Task objective -
Exclude the pictures, then copy all remaining records exactly.

(Data records)
—————

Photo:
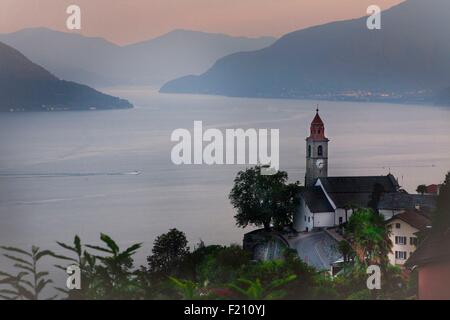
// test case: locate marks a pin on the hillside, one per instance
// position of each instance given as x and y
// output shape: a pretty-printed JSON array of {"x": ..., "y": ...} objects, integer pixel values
[
  {"x": 99, "y": 63},
  {"x": 406, "y": 60},
  {"x": 25, "y": 86}
]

—————

Your solution -
Photo:
// test case: locate marks a pin on the hillside, one per instance
// position of each instance given as x and y
// output shape: a pretty-printed JSON array of {"x": ..., "y": ...} objects, integer pixel values
[
  {"x": 99, "y": 63},
  {"x": 406, "y": 60},
  {"x": 25, "y": 86}
]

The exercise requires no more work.